Extract every line of the items that contains the string "beak", and copy each one in full.

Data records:
━━━━━━━━━━

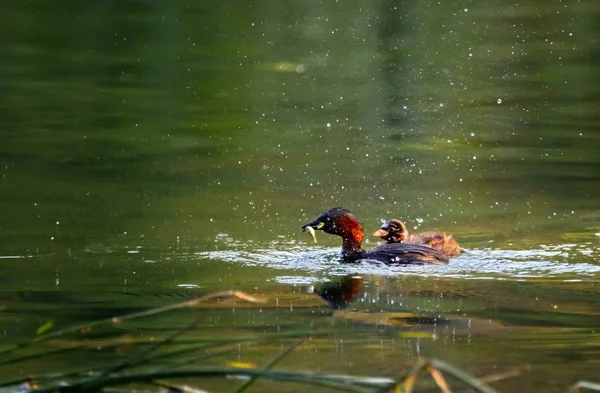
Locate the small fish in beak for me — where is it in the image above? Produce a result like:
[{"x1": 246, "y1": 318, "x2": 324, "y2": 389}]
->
[{"x1": 305, "y1": 226, "x2": 317, "y2": 243}]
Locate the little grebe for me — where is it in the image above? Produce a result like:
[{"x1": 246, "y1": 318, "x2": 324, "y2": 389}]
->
[
  {"x1": 373, "y1": 220, "x2": 462, "y2": 258},
  {"x1": 302, "y1": 207, "x2": 448, "y2": 264}
]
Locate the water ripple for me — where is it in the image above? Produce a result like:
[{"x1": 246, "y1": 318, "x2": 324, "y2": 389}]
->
[{"x1": 195, "y1": 240, "x2": 600, "y2": 281}]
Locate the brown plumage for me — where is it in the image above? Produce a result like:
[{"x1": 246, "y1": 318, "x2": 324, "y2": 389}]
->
[
  {"x1": 302, "y1": 207, "x2": 448, "y2": 264},
  {"x1": 373, "y1": 220, "x2": 462, "y2": 257}
]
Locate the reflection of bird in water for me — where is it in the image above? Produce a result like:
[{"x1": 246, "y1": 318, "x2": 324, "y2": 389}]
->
[
  {"x1": 314, "y1": 275, "x2": 363, "y2": 309},
  {"x1": 373, "y1": 220, "x2": 462, "y2": 257},
  {"x1": 302, "y1": 207, "x2": 448, "y2": 264}
]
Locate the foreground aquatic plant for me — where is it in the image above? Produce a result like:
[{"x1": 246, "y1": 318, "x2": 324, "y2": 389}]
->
[{"x1": 0, "y1": 291, "x2": 600, "y2": 393}]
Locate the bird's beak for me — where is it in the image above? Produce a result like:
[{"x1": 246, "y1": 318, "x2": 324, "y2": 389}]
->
[
  {"x1": 373, "y1": 229, "x2": 389, "y2": 237},
  {"x1": 303, "y1": 225, "x2": 317, "y2": 243},
  {"x1": 302, "y1": 220, "x2": 325, "y2": 243}
]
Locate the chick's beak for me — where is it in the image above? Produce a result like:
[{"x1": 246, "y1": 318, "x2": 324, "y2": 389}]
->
[{"x1": 373, "y1": 229, "x2": 389, "y2": 237}]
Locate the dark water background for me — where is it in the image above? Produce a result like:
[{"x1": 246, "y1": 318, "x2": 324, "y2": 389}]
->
[{"x1": 0, "y1": 0, "x2": 600, "y2": 391}]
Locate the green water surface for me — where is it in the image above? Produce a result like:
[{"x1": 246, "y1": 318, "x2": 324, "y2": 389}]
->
[{"x1": 0, "y1": 0, "x2": 600, "y2": 392}]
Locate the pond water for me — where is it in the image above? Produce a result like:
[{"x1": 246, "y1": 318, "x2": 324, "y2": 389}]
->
[{"x1": 0, "y1": 0, "x2": 600, "y2": 392}]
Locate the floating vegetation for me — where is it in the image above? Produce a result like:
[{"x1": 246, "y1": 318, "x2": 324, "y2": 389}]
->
[{"x1": 0, "y1": 291, "x2": 600, "y2": 393}]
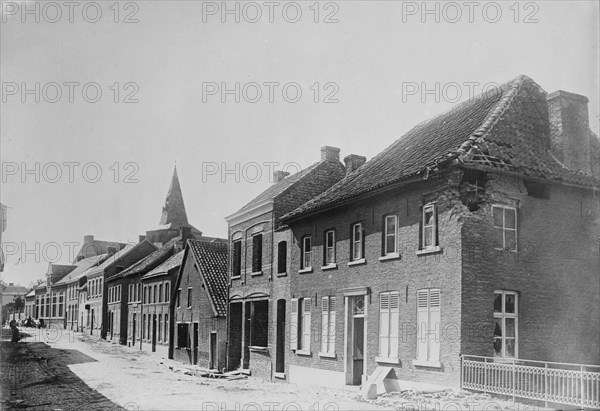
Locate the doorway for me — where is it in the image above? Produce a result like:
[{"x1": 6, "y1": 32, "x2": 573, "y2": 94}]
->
[
  {"x1": 346, "y1": 295, "x2": 366, "y2": 385},
  {"x1": 275, "y1": 300, "x2": 285, "y2": 373}
]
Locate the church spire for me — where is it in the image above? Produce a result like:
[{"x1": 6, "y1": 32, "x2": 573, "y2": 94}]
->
[{"x1": 159, "y1": 165, "x2": 189, "y2": 228}]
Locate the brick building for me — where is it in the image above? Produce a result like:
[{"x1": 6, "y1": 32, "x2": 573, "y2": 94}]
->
[
  {"x1": 226, "y1": 146, "x2": 345, "y2": 379},
  {"x1": 282, "y1": 76, "x2": 600, "y2": 386},
  {"x1": 173, "y1": 239, "x2": 228, "y2": 370}
]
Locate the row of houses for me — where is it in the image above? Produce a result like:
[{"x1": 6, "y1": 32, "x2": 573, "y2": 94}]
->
[{"x1": 22, "y1": 76, "x2": 600, "y2": 394}]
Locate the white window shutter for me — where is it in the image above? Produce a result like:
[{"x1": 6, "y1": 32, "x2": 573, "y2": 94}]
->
[
  {"x1": 379, "y1": 293, "x2": 390, "y2": 357},
  {"x1": 429, "y1": 289, "x2": 441, "y2": 361},
  {"x1": 302, "y1": 298, "x2": 312, "y2": 351},
  {"x1": 417, "y1": 290, "x2": 429, "y2": 361},
  {"x1": 321, "y1": 297, "x2": 329, "y2": 352},
  {"x1": 290, "y1": 298, "x2": 298, "y2": 350}
]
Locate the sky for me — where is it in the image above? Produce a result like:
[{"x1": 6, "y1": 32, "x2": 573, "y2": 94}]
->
[{"x1": 0, "y1": 0, "x2": 600, "y2": 285}]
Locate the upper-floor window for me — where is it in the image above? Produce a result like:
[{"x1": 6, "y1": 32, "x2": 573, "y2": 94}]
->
[
  {"x1": 421, "y1": 203, "x2": 438, "y2": 249},
  {"x1": 494, "y1": 290, "x2": 519, "y2": 358},
  {"x1": 350, "y1": 223, "x2": 364, "y2": 261},
  {"x1": 252, "y1": 234, "x2": 262, "y2": 273},
  {"x1": 323, "y1": 230, "x2": 335, "y2": 265},
  {"x1": 383, "y1": 215, "x2": 398, "y2": 255},
  {"x1": 300, "y1": 235, "x2": 312, "y2": 269},
  {"x1": 277, "y1": 241, "x2": 287, "y2": 274},
  {"x1": 492, "y1": 205, "x2": 517, "y2": 251},
  {"x1": 231, "y1": 240, "x2": 242, "y2": 277}
]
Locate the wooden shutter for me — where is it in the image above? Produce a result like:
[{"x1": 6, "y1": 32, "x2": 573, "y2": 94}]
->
[
  {"x1": 389, "y1": 291, "x2": 400, "y2": 358},
  {"x1": 302, "y1": 298, "x2": 312, "y2": 351},
  {"x1": 417, "y1": 289, "x2": 429, "y2": 361},
  {"x1": 428, "y1": 289, "x2": 441, "y2": 361},
  {"x1": 321, "y1": 297, "x2": 329, "y2": 352},
  {"x1": 290, "y1": 298, "x2": 298, "y2": 350},
  {"x1": 379, "y1": 293, "x2": 390, "y2": 357}
]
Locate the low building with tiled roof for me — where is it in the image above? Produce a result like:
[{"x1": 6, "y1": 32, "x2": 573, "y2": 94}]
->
[
  {"x1": 173, "y1": 240, "x2": 229, "y2": 370},
  {"x1": 226, "y1": 146, "x2": 350, "y2": 379},
  {"x1": 276, "y1": 76, "x2": 600, "y2": 392}
]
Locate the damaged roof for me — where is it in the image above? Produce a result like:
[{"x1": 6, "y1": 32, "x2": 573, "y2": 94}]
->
[
  {"x1": 188, "y1": 240, "x2": 228, "y2": 316},
  {"x1": 282, "y1": 75, "x2": 600, "y2": 221}
]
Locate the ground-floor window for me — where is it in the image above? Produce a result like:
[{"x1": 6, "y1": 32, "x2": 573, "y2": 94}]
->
[
  {"x1": 417, "y1": 288, "x2": 440, "y2": 362},
  {"x1": 177, "y1": 323, "x2": 191, "y2": 348},
  {"x1": 379, "y1": 291, "x2": 400, "y2": 358},
  {"x1": 494, "y1": 290, "x2": 519, "y2": 358}
]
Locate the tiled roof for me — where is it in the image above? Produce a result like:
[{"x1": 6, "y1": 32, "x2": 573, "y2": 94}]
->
[
  {"x1": 142, "y1": 250, "x2": 184, "y2": 278},
  {"x1": 283, "y1": 76, "x2": 599, "y2": 220},
  {"x1": 188, "y1": 240, "x2": 228, "y2": 316},
  {"x1": 116, "y1": 237, "x2": 179, "y2": 277},
  {"x1": 54, "y1": 254, "x2": 108, "y2": 285}
]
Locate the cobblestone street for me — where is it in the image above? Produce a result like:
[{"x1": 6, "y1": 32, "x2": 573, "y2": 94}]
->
[{"x1": 0, "y1": 330, "x2": 123, "y2": 410}]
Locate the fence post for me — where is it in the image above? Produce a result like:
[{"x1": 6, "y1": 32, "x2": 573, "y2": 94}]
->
[
  {"x1": 512, "y1": 358, "x2": 517, "y2": 404},
  {"x1": 579, "y1": 365, "x2": 585, "y2": 408},
  {"x1": 483, "y1": 357, "x2": 487, "y2": 394}
]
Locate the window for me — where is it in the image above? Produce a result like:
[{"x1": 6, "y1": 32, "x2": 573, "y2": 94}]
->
[
  {"x1": 383, "y1": 215, "x2": 398, "y2": 255},
  {"x1": 417, "y1": 288, "x2": 440, "y2": 363},
  {"x1": 494, "y1": 291, "x2": 519, "y2": 358},
  {"x1": 323, "y1": 230, "x2": 335, "y2": 265},
  {"x1": 277, "y1": 241, "x2": 287, "y2": 274},
  {"x1": 300, "y1": 236, "x2": 312, "y2": 270},
  {"x1": 492, "y1": 206, "x2": 517, "y2": 251},
  {"x1": 350, "y1": 223, "x2": 363, "y2": 261},
  {"x1": 252, "y1": 234, "x2": 262, "y2": 273},
  {"x1": 321, "y1": 296, "x2": 335, "y2": 354},
  {"x1": 177, "y1": 323, "x2": 190, "y2": 348},
  {"x1": 379, "y1": 291, "x2": 400, "y2": 358},
  {"x1": 421, "y1": 203, "x2": 438, "y2": 249},
  {"x1": 231, "y1": 240, "x2": 242, "y2": 277}
]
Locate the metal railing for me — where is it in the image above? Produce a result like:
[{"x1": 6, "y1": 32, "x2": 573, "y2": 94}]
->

━━━━━━━━━━

TASK OUTPUT:
Locate the small fish in beak for me — where is it in the image above? Produce a result like:
Locate the bird's beak for me — where is it in the image above? Produce a result like:
Locate the chick's beak for me — where is it in the image above? Produce a result like:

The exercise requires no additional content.